WRITTEN EXERCISE> Copy the stretch of data from the line containing "For the benchmark, point out every instance of the hosta" through the line containing "point(520, 383)", both ends included, with every line kept the same.

PROVIDED INFORMATION>
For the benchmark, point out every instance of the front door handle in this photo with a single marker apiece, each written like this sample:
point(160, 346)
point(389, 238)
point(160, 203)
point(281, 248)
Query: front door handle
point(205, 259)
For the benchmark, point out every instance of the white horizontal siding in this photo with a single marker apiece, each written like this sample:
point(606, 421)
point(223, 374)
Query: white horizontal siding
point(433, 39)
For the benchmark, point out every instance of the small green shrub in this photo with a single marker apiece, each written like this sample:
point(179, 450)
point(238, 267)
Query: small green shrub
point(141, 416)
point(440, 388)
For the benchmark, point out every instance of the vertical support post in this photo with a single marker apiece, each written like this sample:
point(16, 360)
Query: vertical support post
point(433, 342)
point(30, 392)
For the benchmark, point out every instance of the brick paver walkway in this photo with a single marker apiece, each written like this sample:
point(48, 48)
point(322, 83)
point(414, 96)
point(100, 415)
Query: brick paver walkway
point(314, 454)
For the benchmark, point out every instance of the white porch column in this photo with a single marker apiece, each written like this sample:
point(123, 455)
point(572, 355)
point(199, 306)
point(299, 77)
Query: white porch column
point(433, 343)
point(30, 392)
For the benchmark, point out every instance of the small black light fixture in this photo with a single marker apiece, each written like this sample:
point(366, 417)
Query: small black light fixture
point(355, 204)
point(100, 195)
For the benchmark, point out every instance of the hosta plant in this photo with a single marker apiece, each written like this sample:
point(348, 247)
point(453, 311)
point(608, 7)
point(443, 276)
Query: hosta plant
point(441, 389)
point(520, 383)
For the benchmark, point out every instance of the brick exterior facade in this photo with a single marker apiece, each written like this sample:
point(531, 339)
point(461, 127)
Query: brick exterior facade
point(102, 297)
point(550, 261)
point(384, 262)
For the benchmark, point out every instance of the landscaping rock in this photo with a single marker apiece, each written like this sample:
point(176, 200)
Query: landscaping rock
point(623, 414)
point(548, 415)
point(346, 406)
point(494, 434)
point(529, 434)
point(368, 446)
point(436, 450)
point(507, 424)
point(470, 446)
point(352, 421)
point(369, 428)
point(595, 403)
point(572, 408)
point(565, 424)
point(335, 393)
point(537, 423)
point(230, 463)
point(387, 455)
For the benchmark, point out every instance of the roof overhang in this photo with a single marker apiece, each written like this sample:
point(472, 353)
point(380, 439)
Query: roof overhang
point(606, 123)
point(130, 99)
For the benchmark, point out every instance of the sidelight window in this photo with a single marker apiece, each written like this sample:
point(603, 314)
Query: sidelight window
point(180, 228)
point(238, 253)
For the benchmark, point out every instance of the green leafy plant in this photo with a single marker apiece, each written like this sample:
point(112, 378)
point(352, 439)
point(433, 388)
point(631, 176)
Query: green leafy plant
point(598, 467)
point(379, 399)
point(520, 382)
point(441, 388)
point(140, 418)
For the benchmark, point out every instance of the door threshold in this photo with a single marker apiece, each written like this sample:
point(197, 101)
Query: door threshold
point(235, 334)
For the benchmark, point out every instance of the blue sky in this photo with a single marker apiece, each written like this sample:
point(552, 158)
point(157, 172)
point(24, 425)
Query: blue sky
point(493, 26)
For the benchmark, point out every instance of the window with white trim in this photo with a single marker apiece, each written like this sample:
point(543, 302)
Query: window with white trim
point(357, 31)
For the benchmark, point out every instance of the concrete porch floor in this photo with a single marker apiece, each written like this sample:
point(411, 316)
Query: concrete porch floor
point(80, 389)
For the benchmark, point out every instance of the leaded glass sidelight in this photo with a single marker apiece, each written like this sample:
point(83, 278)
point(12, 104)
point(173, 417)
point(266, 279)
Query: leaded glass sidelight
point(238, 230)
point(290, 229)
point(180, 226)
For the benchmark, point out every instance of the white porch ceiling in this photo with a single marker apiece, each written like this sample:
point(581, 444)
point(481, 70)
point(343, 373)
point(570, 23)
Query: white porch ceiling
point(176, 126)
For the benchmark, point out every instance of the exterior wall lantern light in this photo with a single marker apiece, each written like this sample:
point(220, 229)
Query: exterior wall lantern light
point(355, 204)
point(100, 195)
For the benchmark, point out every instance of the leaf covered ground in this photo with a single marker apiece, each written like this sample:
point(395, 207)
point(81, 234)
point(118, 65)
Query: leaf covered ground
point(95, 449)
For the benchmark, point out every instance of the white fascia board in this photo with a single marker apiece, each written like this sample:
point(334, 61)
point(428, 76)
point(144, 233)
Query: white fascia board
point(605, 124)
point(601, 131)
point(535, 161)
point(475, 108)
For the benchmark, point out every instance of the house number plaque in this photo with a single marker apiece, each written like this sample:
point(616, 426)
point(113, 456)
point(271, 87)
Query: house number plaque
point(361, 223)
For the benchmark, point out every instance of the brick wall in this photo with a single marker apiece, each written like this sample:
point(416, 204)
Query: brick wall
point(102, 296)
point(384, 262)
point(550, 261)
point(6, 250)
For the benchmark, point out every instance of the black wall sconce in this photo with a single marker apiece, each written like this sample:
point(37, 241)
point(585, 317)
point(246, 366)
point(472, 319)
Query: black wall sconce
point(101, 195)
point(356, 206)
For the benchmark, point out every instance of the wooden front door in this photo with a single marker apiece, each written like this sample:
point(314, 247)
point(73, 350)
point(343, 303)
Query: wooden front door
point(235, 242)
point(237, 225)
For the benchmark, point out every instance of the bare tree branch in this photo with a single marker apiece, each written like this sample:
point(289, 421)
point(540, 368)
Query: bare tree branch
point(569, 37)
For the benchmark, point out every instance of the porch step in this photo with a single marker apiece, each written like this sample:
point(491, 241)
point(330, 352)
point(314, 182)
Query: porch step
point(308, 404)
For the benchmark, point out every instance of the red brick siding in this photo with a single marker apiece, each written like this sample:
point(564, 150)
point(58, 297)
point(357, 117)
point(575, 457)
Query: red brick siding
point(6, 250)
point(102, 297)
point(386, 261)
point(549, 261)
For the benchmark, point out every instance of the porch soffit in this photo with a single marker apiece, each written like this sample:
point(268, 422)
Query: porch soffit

THE REPLY>
For the benchmark, point out every instance of the hosta plant in this photo with a single marker apiece, each written like this sample:
point(348, 247)
point(453, 311)
point(608, 7)
point(443, 276)
Query: hosta plant
point(441, 389)
point(520, 383)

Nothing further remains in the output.